Extracted records:
-=-=-

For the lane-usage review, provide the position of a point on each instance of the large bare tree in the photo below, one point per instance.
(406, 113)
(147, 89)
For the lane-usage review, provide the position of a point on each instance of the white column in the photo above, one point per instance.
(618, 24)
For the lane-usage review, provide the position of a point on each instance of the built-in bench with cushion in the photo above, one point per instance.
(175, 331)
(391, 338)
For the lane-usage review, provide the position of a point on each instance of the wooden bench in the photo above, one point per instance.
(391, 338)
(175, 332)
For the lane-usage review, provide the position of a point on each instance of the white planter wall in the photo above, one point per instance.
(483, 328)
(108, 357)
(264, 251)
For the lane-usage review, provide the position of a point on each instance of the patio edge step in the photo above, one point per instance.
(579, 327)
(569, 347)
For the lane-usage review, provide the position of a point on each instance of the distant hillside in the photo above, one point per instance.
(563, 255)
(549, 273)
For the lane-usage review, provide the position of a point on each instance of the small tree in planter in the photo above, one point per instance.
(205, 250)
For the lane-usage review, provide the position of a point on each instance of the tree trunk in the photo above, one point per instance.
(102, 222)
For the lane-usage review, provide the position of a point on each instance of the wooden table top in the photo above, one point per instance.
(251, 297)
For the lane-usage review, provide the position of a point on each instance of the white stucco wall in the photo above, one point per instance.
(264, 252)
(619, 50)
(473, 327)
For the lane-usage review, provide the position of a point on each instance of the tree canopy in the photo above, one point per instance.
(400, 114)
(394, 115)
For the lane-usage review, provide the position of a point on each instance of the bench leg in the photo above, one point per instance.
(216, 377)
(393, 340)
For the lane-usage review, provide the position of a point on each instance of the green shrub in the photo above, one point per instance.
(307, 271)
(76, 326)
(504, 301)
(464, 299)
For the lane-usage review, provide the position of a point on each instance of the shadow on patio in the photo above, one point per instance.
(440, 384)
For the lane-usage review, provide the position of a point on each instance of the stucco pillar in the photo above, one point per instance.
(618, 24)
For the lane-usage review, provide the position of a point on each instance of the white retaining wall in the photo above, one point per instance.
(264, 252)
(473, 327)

-=-=-

:: Task item ::
Every line from the one containing "of the stucco" through the last line above should be retyped exactly; no other lines are wanted.

:: Written answer ::
For the lane-usage review, provide the position of a point on each instance of the stucco pillar in the photo above, one point per instance.
(618, 24)
For the lane-usage review, provide the position of a point on each instance of the white retaining wall in the photo above, one point per instance.
(264, 252)
(473, 327)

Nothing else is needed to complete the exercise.